# Excerpt provided start

HipFlic 09-07-99

Flickering Pixels

How Technology Shapes Your Faith

 

Shane Hipps

Zondervan, 2009, 198 pp., ISBN 978-0-310-29321-7

 

The author's career in advertising provides a background for his understanding of media and how it affects our life and faith.  When the book was published he was the lead pastor of Trinity Mennonite Church.  An earlier book, The Hidden Power of Electronic Culture, provides greater depth for helping church leaders form God's people in today's world.  This book surprised me with its balance and fresh insights.    

 

"An effective ad tries to tap viewers' most intense and emotional experiences, the trigger for all consumer impulses." (12)

 

"Any serious study of God is a study of communication, and any effort to understand God is shaped by our understanding--or misunderstanding--of the media and technology we use to communicate."  (13) 

 

"Flickering pixels [the screens in our lives] …change our brains, alter our lives, and shape our faith, all without our permission or knowledge." (14)  "Technology both gives and takes away, and each new medium introduced into our lives must be evaluated." (21)

 

As Marshall McLuhan said, "the medium is the message."  "…whenever our methods change, the message automatically changes along with them.  You can't change methods without changing your message -- they're inseparable." (25)

 

Media are not neutral.  "They have the power to shape us, regardless of content, and we cannot evaluate them based solely on their content." (26)  "We need to train our eyes to focus beyond the surface of our technologies." (30)

# Excerpt provided end

▸ **What this task involves**
Transcribe the passage of the Flickering Pixels review starting with "How Technology Shapes" and going on through "and fresh insights.", keeping its wording and punctuation unchanged.

# Dataset start

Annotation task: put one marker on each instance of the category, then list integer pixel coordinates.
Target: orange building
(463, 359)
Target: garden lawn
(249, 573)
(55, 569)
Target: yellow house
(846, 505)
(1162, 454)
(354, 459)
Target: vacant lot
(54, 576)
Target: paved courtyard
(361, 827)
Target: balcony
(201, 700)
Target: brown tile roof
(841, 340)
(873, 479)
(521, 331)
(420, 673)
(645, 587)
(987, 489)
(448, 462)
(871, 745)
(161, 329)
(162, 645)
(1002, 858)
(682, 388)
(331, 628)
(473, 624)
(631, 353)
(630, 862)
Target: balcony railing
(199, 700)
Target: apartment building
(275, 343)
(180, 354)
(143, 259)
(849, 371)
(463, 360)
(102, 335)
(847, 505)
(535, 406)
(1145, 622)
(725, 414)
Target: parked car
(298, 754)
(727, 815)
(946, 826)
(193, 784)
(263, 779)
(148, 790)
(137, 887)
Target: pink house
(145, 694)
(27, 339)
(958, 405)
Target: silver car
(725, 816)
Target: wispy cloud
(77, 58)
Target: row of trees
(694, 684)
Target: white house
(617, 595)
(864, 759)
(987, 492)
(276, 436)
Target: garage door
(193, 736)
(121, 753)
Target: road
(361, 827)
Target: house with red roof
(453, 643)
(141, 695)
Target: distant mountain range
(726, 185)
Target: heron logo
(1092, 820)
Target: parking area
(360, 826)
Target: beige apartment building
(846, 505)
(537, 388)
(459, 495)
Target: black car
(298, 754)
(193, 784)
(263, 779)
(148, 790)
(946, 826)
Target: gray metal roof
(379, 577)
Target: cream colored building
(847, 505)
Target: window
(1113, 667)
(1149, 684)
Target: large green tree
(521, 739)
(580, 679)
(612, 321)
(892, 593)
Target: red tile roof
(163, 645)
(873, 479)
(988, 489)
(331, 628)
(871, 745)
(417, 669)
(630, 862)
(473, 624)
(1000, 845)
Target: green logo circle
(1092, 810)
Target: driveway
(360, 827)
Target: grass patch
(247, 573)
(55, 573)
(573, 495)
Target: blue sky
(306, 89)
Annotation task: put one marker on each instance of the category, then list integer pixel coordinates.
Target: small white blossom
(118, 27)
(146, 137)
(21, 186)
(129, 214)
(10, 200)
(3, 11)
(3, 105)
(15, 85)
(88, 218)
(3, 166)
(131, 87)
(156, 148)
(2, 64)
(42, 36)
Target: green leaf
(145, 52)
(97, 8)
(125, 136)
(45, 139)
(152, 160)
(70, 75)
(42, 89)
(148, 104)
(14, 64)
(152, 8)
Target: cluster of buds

# Dataset end

▸ **Written reply**
How Technology Shapes Your Faith

 

Shane Hipps

Zondervan, 2009, 198 pp., ISBN 978-0-310-29321-7

 

The author's career in advertising provides a background for his understanding of media and how it affects our life and faith.  When the book was published he was the lead pastor of Trinity Mennonite Church.  An earlier book, The Hidden Power of Electronic Culture, provides greater depth for helping church leaders form God's people in today's world.  This book surprised me with its balance and fresh insights.